> **GIVEN PROBLEM 1**
Repeat word for word the passage of the multilingual indexing post that runs from "In order to achieve" up to and including "stopwords file, ...).".

> **SELECTED PASSAGE**
————
Hi,
Yes, I agree it is not an easy issue. Index all languages with the
appropriate char filter, tokenizer and filters for each language is not
possible without new text type and new analyzer development.
If you plan to index up to 10 different languages, I suggest one text
field per language or one index per language.
One field for all language can be interesting if you plan to index a lot
of different languages in the same index. In this case, have one field
per language (text_en, text_fr, ...) can be complicated if you want the
user be able in one query to retrieve documents in any languages. The
query will be complex if you have 50 different languages (text_en:... OR
text_fr:... OR ...).
In order to achieve this you will need to developp a specific analyzer.
This analyzer will be in charge of use correct char filter, tokenizer
and filters for the language of the document. You will need a
configurable analyzer in order to change specific languages setting
(enable stemming or not, chose a specific stopwords file, ...).
I did this several years ago for solr 1.4.1. This is still working for
solr 3.x. The default of this analyzer is that all language settings are
hard coded (tokenizer, filters, stopwords, ..). With Solr 4.0, the
analyzer do not work anymore. I decided to redevelop it in order to be
able to configure all languages settings in a external configuration
file and have nothing hardcoded.
I had to develop the analyzer but also a field type.
The main issue is in fact that the analyzer is not aware of the values
in other fields. So it is not possible to use an other field in order to
specify the content language. The only way I found is to start content
with a specific char sequence : [en]... or [fr]...
The analyzer needs to know the language of the query too. So query
criteria for the multilingual field have to include the specific char
sequence : [en]...
————
> **GIVEN PROBLEM 2**
Reproduce the entries below exactly, from the line with "man in white" up to and including the final line of the entries.
————
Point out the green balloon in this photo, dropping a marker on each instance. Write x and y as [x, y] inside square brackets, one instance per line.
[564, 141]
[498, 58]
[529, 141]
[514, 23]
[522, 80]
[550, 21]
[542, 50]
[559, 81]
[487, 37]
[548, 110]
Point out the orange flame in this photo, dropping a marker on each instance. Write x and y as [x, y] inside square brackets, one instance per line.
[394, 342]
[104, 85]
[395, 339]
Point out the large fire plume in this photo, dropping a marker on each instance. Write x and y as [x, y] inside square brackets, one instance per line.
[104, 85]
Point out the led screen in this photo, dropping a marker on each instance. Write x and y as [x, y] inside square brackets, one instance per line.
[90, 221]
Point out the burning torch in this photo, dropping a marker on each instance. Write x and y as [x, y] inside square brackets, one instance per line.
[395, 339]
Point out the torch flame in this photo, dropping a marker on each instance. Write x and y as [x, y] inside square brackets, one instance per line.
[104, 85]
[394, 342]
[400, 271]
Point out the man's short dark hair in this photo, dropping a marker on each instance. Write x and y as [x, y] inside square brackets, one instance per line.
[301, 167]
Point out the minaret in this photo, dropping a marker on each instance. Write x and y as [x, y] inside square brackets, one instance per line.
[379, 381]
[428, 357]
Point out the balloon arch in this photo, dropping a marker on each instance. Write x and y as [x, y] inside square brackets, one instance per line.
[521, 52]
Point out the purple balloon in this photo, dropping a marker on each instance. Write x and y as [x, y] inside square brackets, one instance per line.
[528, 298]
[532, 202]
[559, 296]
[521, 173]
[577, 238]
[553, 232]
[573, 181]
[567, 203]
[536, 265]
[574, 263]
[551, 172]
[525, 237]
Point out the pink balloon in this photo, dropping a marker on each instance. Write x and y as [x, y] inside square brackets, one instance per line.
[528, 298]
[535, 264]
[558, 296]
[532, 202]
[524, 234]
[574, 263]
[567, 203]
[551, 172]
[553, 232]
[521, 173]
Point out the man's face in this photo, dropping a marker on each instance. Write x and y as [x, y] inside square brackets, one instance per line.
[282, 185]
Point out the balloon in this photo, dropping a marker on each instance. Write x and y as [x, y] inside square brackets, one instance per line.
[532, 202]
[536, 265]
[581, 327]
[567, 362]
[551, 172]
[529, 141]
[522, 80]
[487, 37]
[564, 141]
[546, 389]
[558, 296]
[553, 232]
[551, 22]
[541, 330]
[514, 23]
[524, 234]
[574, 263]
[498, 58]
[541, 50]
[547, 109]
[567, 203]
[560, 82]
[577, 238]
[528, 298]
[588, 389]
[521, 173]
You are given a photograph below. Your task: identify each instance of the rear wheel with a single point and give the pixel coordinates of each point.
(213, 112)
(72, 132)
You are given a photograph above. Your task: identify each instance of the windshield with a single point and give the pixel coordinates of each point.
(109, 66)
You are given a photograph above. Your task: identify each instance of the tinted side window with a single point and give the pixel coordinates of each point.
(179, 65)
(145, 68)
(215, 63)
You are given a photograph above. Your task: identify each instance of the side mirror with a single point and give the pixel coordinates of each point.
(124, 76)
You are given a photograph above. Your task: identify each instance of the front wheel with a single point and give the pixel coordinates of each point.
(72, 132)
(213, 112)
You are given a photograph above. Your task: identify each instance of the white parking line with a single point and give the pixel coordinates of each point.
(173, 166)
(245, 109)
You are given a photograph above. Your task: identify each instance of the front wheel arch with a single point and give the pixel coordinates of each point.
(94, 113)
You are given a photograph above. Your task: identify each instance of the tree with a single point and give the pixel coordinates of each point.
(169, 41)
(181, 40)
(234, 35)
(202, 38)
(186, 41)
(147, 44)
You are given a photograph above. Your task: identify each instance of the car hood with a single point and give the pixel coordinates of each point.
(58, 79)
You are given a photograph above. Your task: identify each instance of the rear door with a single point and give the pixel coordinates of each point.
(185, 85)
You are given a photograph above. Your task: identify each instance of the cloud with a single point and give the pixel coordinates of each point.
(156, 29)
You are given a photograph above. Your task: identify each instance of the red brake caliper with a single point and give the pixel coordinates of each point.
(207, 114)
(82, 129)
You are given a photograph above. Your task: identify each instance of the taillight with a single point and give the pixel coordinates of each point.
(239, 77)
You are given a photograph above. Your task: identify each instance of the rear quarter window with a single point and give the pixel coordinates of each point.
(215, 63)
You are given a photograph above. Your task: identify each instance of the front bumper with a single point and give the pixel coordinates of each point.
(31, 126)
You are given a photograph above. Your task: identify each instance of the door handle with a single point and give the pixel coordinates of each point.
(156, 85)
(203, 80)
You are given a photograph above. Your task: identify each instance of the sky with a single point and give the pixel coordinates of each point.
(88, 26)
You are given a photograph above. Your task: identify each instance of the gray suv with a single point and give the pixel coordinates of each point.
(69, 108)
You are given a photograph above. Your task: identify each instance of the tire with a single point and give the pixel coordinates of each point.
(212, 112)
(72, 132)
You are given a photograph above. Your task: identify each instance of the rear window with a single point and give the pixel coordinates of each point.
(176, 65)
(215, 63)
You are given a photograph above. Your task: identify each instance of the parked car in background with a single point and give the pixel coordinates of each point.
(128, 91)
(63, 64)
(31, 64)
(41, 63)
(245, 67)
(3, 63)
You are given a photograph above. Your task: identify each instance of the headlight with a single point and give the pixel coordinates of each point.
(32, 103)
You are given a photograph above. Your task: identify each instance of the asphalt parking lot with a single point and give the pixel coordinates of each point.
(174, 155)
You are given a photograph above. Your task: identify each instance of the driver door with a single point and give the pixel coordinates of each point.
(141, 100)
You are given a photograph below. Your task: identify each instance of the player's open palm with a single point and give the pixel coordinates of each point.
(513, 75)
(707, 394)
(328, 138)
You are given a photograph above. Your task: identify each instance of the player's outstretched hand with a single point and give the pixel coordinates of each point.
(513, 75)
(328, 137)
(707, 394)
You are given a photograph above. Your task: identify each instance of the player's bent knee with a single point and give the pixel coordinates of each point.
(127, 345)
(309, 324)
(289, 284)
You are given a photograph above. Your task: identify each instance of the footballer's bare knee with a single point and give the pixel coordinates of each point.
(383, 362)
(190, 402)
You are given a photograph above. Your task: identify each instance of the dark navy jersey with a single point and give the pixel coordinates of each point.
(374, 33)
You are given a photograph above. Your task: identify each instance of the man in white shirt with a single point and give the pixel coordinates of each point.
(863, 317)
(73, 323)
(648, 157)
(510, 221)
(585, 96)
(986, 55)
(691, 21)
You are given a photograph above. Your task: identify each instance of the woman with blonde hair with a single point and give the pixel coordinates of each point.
————
> **TASK RESULT 1**
In order to achieve this you will need to developp a specific analyzer.
This analyzer will be in charge of use correct char filter, tokenizer
and filters for the language of the document. You will need a
configurable analyzer in order to change specific languages setting
(enable stemming or not, chose a specific stopwords file, ...).

> **TASK RESULT 2**
You are given a photograph above. Your task: identify each instance of the man in white shirt with a single point and give the pixel coordinates of each point.
(863, 317)
(73, 323)
(648, 157)
(510, 221)
(585, 96)
(986, 55)
(691, 21)
You are given a photograph above. Your task: identify each instance of the woman with blonde hair with a single point and give the pixel coordinates of each point.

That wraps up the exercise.